* _Istruzioni_
Riscriva tutti i record riportati di seguito sostituendo "receives" con "gets" e lasciando invariato tutto il resto. Non includa le immagini nella risposta.

* _Dati forniti_
=====

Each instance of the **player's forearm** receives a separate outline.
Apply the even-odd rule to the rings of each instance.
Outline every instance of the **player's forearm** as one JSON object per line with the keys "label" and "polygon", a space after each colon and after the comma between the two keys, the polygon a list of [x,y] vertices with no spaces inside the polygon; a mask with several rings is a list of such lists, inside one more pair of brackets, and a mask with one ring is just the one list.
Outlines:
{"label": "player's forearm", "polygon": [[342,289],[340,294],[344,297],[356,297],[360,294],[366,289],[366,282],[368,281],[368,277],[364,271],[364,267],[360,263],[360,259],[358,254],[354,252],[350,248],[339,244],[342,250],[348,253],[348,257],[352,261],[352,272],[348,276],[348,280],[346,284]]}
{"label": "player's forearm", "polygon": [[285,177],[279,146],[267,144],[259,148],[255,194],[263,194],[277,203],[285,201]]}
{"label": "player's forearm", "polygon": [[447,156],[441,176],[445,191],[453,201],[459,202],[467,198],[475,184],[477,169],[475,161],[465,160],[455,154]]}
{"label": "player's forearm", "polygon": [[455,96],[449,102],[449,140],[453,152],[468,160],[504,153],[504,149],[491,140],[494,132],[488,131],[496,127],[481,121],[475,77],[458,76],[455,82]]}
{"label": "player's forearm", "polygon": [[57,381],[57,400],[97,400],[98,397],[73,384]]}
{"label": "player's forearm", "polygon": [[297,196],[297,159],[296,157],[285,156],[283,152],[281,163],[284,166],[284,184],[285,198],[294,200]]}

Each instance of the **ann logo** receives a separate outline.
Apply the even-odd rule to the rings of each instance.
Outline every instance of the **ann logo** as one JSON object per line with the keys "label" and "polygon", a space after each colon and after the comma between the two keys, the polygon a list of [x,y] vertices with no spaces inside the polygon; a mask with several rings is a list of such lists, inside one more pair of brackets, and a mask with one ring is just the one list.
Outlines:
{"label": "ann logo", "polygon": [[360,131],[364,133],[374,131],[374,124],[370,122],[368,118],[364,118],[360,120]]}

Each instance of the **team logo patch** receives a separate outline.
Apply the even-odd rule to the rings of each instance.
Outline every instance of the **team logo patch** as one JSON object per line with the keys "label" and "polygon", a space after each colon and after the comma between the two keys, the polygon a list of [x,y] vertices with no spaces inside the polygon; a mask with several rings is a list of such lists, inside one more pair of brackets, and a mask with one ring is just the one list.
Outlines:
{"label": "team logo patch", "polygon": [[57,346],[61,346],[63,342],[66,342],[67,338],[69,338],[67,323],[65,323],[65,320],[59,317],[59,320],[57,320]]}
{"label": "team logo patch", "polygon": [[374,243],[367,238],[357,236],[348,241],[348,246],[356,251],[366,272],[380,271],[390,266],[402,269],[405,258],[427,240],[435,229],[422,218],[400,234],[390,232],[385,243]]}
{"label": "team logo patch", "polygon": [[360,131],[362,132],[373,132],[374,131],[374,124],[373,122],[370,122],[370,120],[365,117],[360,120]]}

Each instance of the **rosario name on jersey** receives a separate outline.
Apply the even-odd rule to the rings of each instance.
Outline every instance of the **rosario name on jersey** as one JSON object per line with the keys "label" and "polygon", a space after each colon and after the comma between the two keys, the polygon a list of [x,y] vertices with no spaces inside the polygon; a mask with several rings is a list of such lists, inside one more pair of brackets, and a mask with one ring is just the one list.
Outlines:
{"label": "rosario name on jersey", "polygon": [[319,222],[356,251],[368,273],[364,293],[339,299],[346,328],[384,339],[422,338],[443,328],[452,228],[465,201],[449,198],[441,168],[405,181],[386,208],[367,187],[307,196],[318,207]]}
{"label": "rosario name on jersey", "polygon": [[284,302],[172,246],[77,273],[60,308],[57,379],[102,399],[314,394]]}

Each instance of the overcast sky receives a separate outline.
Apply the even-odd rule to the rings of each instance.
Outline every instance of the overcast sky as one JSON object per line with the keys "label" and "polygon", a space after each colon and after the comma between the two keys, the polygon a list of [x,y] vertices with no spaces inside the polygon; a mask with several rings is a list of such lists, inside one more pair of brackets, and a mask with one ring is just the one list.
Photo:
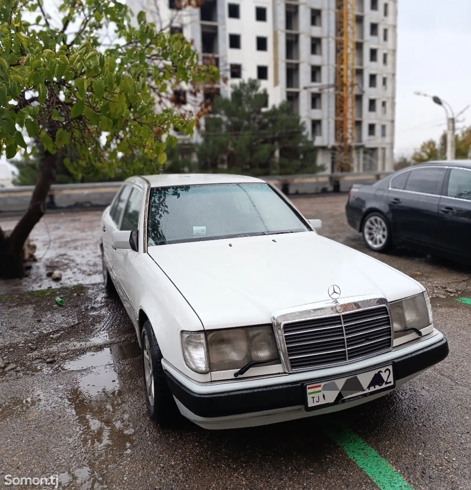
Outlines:
{"label": "overcast sky", "polygon": [[[471,0],[398,2],[396,157],[445,129],[443,109],[415,91],[438,95],[455,113],[471,104]],[[458,127],[471,125],[471,108],[462,119]]]}
{"label": "overcast sky", "polygon": [[[445,129],[443,109],[415,91],[439,96],[455,113],[471,104],[471,0],[398,3],[396,157]],[[471,108],[463,118],[458,127],[471,125]]]}

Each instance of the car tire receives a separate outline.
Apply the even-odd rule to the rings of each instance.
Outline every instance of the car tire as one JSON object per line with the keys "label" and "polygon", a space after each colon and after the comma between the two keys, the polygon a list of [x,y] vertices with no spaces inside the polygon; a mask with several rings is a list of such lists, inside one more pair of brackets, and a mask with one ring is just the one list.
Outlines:
{"label": "car tire", "polygon": [[106,259],[105,258],[103,246],[102,247],[102,268],[103,273],[103,283],[105,285],[105,290],[106,292],[106,294],[109,295],[115,294],[116,289],[114,287],[114,284],[113,284],[111,276],[108,271],[108,267],[106,266]]}
{"label": "car tire", "polygon": [[180,411],[167,383],[160,351],[150,322],[144,322],[141,335],[142,375],[147,412],[151,419],[167,424],[178,420]]}
{"label": "car tire", "polygon": [[381,213],[370,213],[362,225],[365,245],[375,252],[385,252],[391,248],[391,230],[386,217]]}

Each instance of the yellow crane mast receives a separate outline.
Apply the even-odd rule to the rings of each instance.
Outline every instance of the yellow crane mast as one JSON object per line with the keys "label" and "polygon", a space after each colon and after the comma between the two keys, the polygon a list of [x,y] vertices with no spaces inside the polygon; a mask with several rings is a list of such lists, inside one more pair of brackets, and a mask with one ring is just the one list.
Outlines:
{"label": "yellow crane mast", "polygon": [[355,0],[336,0],[334,171],[353,168],[355,140]]}

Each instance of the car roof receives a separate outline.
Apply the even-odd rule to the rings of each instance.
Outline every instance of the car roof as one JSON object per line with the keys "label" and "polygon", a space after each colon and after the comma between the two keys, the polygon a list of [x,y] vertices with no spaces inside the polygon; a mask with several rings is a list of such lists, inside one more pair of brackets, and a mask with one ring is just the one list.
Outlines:
{"label": "car roof", "polygon": [[[151,187],[165,187],[182,185],[198,185],[202,184],[265,183],[264,180],[247,175],[235,175],[228,173],[161,173],[155,175],[142,175]],[[132,181],[135,177],[131,177]]]}
{"label": "car roof", "polygon": [[418,167],[429,166],[430,165],[443,165],[445,167],[461,167],[466,169],[471,169],[471,160],[444,160],[435,162],[424,162],[419,165],[413,165],[412,167],[406,167],[407,169],[415,169]]}

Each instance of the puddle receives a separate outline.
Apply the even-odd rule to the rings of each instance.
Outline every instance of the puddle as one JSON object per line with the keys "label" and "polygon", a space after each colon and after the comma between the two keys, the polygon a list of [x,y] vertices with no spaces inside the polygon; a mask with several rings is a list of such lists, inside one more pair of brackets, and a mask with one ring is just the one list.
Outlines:
{"label": "puddle", "polygon": [[68,361],[63,368],[66,370],[77,371],[89,368],[98,368],[107,364],[112,364],[126,359],[139,357],[141,349],[137,342],[106,347],[97,352],[87,352],[77,359]]}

=====

* _Risultato_
Each instance of the **player's forearm** gets a separate outline.
Apply the even-odd rule to the rings of each instance.
Outline every instance of the **player's forearm** as one JSON object per line with the keys "label" and "polygon", a space after each colon and after the comma between the two keys, the polygon a list of [x,y] vertices with no spaces inside the polygon; a mask with several rings is a list of such lists, inside one more pair of brackets, and a mask with one ring is just the one list.
Outlines:
{"label": "player's forearm", "polygon": [[342,289],[340,294],[344,297],[356,297],[360,294],[366,289],[366,282],[368,281],[368,277],[364,271],[364,267],[360,263],[360,259],[358,254],[354,252],[350,248],[339,244],[342,250],[348,253],[348,257],[352,261],[352,272],[348,276],[348,280],[346,284]]}
{"label": "player's forearm", "polygon": [[285,177],[279,146],[267,144],[259,148],[255,194],[263,194],[277,203],[285,201]]}
{"label": "player's forearm", "polygon": [[447,156],[441,176],[445,191],[453,201],[459,202],[467,198],[475,184],[477,169],[475,161],[465,160],[455,154]]}
{"label": "player's forearm", "polygon": [[455,96],[449,102],[449,140],[453,152],[468,160],[504,153],[504,149],[491,140],[494,132],[488,131],[496,127],[481,121],[475,77],[458,76],[455,82]]}
{"label": "player's forearm", "polygon": [[57,381],[57,400],[97,400],[98,397],[73,384]]}
{"label": "player's forearm", "polygon": [[297,196],[297,159],[296,157],[285,156],[283,152],[281,163],[284,166],[284,184],[285,198],[294,200]]}

Each instance of the **ann logo** gets a separate outline.
Apply the even-odd rule to the rings of each instance.
Outline every instance of the **ann logo** as one JSON object per line with the keys "label" and "polygon", a space after each colon and after the comma between the two keys, the polygon a list of [x,y] vertices with no spaces inside the polygon; a mask with several rings is a list of such lists, inside one more pair of brackets, and a mask with one ring is just the one list.
Outlines:
{"label": "ann logo", "polygon": [[360,131],[364,133],[374,131],[374,124],[370,122],[368,118],[364,118],[360,120]]}

Each instance of the **team logo patch** gets a separate outline.
Apply the even-odd rule to the rings of each instance.
Outline every instance of the **team logo patch** as one JSON object per line with the keys "label" and "polygon", a space after each colon and after the comma between the two keys, the polygon a list of [x,y] vertices with no spaces inside the polygon; a mask with several rings is a list of such lists, inside one more pair of brackets, and a mask with one ring is just the one list.
Outlines:
{"label": "team logo patch", "polygon": [[57,346],[61,346],[63,342],[66,342],[67,338],[69,338],[67,323],[65,323],[65,320],[59,317],[59,320],[57,320]]}
{"label": "team logo patch", "polygon": [[374,243],[367,238],[357,236],[348,241],[348,246],[356,251],[366,272],[380,271],[390,266],[402,269],[405,258],[427,240],[435,229],[422,218],[400,234],[390,232],[385,243]]}
{"label": "team logo patch", "polygon": [[360,131],[362,132],[373,132],[374,131],[374,124],[373,122],[370,122],[370,120],[365,117],[360,120]]}

Each instance of the **rosario name on jersey** gets a separate outline.
Apply the even-odd rule to the rings of each instance.
Outline every instance of the **rosario name on jersey** as one JSON object per line with the keys "label" and "polygon", a space after each colon and after the comma between the two keys, the polygon a list of [x,y] vertices with no spaces inside the polygon; a mask with several rings is a list of such lists, inside one more pair of brackets, and a mask with one ring is just the one list.
Outlines:
{"label": "rosario name on jersey", "polygon": [[319,222],[356,251],[368,273],[364,293],[339,299],[346,328],[384,339],[422,338],[443,328],[452,228],[465,201],[449,198],[441,168],[405,181],[386,208],[367,187],[307,196],[318,207]]}
{"label": "rosario name on jersey", "polygon": [[284,302],[172,246],[77,273],[60,308],[57,379],[102,399],[314,394]]}

Each instance of the overcast sky gets a separate outline.
Apply the even-odd rule to the rings of each instance.
Outline every instance of the overcast sky as one JSON object per line with the keys "label" and "polygon", a space after each colon and after the comma between the two keys, the polygon a list of [x,y] vertices with no spaces inside the polygon; a mask with several rings is a list of such lists, inside one more pair of brackets, and a mask with one ring is just the one list.
Photo:
Outlines:
{"label": "overcast sky", "polygon": [[[471,0],[398,2],[396,157],[445,129],[443,109],[415,91],[438,95],[455,113],[471,104]],[[458,127],[471,125],[471,108],[462,119]]]}
{"label": "overcast sky", "polygon": [[[445,129],[443,109],[415,91],[439,96],[455,113],[471,104],[471,0],[398,3],[396,157]],[[471,108],[463,118],[458,127],[471,125]]]}

Each instance of the car tire gets a separate outline.
Apply the even-odd rule to the rings of each instance.
Outline every instance of the car tire as one JSON object per line with the keys "label" and "polygon", a space after each colon and after the comma between the two keys, the polygon a list of [x,y] vertices with no spaces inside the polygon; a mask with several rings is a list of such lists, inside one more pair of brackets, and a mask with one ring is just the one list.
Outlines:
{"label": "car tire", "polygon": [[106,259],[105,258],[103,246],[102,247],[102,268],[103,273],[103,283],[105,285],[105,290],[106,292],[106,294],[109,295],[115,294],[116,289],[114,287],[114,284],[113,284],[111,276],[108,271],[108,267],[106,266]]}
{"label": "car tire", "polygon": [[180,411],[167,383],[160,351],[150,322],[144,322],[141,335],[142,375],[147,412],[151,419],[167,424],[178,420]]}
{"label": "car tire", "polygon": [[381,213],[370,213],[362,225],[365,245],[375,252],[385,252],[391,248],[391,230],[386,217]]}

Each instance of the yellow crane mast gets a separate outline.
Apply the even-odd rule to the rings of each instance.
Outline every instance of the yellow crane mast as one JSON object per line with the keys "label" and "polygon", a space after each colon and after the comma between the two keys, the polygon a list of [x,y] vertices with no spaces inside the polygon; a mask with several rings is a list of such lists, inside one more pair of brackets, and a mask with one ring is just the one list.
Outlines:
{"label": "yellow crane mast", "polygon": [[355,0],[336,0],[334,171],[353,168],[355,140]]}

Each instance of the car roof gets a separate outline.
Apply the even-odd rule to the rings of each instance.
Outline every instance of the car roof as one JSON object per line with the keys "label" and "polygon", a space after each colon and after the comma between the two keys, the polygon a list of [x,y] vertices with no spaces inside the polygon; a mask with several rings is a list of such lists, inside one more pair of brackets, and a mask with one ring is just the one list.
Outlines:
{"label": "car roof", "polygon": [[[151,187],[165,187],[182,185],[198,185],[202,184],[265,183],[264,180],[247,175],[235,175],[228,173],[161,173],[155,175],[142,175]],[[132,181],[135,177],[131,177]]]}
{"label": "car roof", "polygon": [[418,167],[429,166],[430,165],[443,165],[445,167],[461,167],[466,169],[471,169],[471,160],[444,160],[435,162],[424,162],[419,165],[413,165],[412,167],[406,167],[407,169],[415,169]]}

Each instance of the puddle gets a separate outline.
Apply the even-odd rule to the rings of each instance.
Outline every instance of the puddle as one JSON object per line with the keys "label" and "polygon", a space after each colon and after the comma between the two keys, the polygon a list of [x,y] vertices with no spaces inside the polygon; a mask with several rings is a list of such lists, inside one more pair of brackets, and a mask with one ring is just the one list.
Outlines:
{"label": "puddle", "polygon": [[68,361],[63,368],[66,370],[77,371],[89,368],[98,368],[107,364],[112,364],[126,359],[139,357],[141,349],[137,342],[106,347],[97,352],[87,352],[77,359]]}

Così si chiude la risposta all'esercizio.